- Instructions for the task -
Print the lines below verbatim, omitting the pictures.

<<<<

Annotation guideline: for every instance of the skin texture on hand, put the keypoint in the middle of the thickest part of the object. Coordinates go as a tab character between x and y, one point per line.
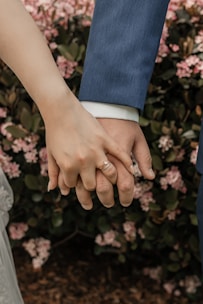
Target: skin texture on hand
77	145
131	139
76	142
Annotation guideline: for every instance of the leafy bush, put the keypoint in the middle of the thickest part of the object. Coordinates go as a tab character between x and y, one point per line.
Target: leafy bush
160	228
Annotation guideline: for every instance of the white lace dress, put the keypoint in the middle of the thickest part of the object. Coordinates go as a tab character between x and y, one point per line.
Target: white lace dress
9	290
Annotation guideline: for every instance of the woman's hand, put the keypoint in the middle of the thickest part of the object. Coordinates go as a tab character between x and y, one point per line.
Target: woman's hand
77	146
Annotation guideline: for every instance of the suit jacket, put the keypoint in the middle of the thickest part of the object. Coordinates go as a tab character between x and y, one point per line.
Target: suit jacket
122	47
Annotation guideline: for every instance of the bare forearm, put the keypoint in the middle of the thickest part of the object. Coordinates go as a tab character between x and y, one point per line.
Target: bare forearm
24	50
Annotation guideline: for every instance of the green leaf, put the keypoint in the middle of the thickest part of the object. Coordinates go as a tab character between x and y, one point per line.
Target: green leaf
37	197
143	121
174	267
122	258
32	221
154	207
171	156
16	132
193	219
57	219
157	162
32	182
26	118
64	50
156	127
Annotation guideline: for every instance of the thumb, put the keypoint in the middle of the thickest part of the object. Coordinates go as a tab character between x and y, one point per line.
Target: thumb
53	172
114	149
142	156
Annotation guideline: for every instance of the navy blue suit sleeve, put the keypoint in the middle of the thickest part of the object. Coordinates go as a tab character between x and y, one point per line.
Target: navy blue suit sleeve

>>>>

- Complete response -
Annotation guideline: for every instance of the skin texture on hand, put the keypoint in the middle of the thickest part of the object. Coordinates go as a tab character between x and y, one point per line.
Target: skin texture on hand
77	145
131	139
76	142
Annotation guideline: for every instance of the leafy bush, put the keypoint in the middle of the thickest part of the object. Coordinates go as a tab character between x and y, one point per line.
Target: leafy bush
160	228
Annotation guideline: for every instance of the white lace dress, put the keypoint in the middle of the thickest part of the object. Coordinates go as a tab character between x and y, one point per line.
Target: white lace dress
9	290
Annotation guideline: for every instance of the woman's hand, put the keypoint in the middle of the thickest part of the object. Coordinates go as a tab character between x and y, one point per line.
Target: woman's hand
77	146
Annotation guideline: for every instance of the suit jacket, put the keypoint in the middle of the thickest part of the object. Coordinates go as a tab character between x and y, one point per line.
Target: suit jacket
122	47
Annotation guideline: for every instance of the bare forearm, put the keypoint in the middle of the thickest part of the object. Coordinates go as a tab character between x and y, one point per line.
Target: bare forearm
24	50
Annotation guideline: for every instance of the green leaf, put the keypoint in the middle of the thickest part of the object. Coordinates go as a tab character between x and y, one point per line.
Target: green leaf
37	197
143	121
174	267
122	258
32	221
154	207
171	156
16	132
193	219
57	219
157	162
32	182
26	118
64	50
156	127
Annotation guideline: for every instance of the thumb, put the keypoint in the middle of the thickest part of the object. Coordinates go as a tab character between x and y, one point per line.
Target: thumb
53	172
114	149
142	156
Annotation guideline: for every instance of the navy blue suit sleeve, put the keypoint in the middle of the thickest part of the object. Coordinates go as a tab character between x and y, one point per line.
Target: navy blue suit sleeve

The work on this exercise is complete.